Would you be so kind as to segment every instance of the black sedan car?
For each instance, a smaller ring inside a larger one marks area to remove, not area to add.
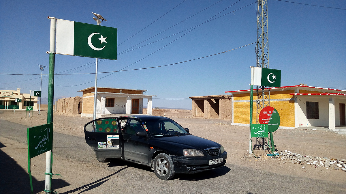
[[[227,158],[220,144],[191,135],[166,117],[102,118],[87,123],[84,131],[99,161],[120,158],[147,166],[163,180],[221,167]]]

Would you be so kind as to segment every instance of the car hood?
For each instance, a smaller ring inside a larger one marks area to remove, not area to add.
[[[163,149],[165,147],[171,149],[174,147],[176,148],[193,149],[202,151],[209,148],[220,147],[220,144],[216,142],[192,135],[156,138],[155,141],[157,146],[163,147],[162,148]]]

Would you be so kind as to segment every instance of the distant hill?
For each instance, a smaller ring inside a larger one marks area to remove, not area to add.
[[[69,98],[69,97],[66,97],[66,96],[60,96],[60,97],[54,98],[54,102],[56,102],[58,101],[58,99],[59,99],[60,98]],[[53,104],[54,103],[53,103]],[[41,98],[41,104],[48,104],[48,98],[44,97]]]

....

What to do
Can you return all of the material above word for word, with the picture left out?

Finished answer
Would you be so kind as to segment every instance of the black sedan car?
For each instance, a smaller ring inside a larger one marks area to remove, not area to add.
[[[227,158],[220,144],[191,135],[166,117],[102,118],[87,123],[84,131],[99,161],[120,158],[147,166],[163,180],[221,167]]]

Would you be so kind as to segment every instance of the car hood?
For each instance, a smaller ring inside a larger one marks area to remove, not area to add.
[[[163,149],[165,147],[171,149],[174,147],[176,148],[193,149],[202,151],[209,148],[220,147],[220,144],[216,142],[192,135],[156,138],[155,141],[157,146],[163,147],[162,148]]]

Would you be so kind as to segment every instance of the distant hill?
For each instance, a smaller ring inside a larger one marks area to remove, not area to add.
[[[69,98],[69,97],[66,97],[66,96],[60,96],[60,97],[54,98],[54,102],[56,102],[58,101],[58,99],[59,99],[60,98]],[[53,104],[54,103],[53,103]],[[41,98],[41,104],[48,104],[48,98],[44,97]]]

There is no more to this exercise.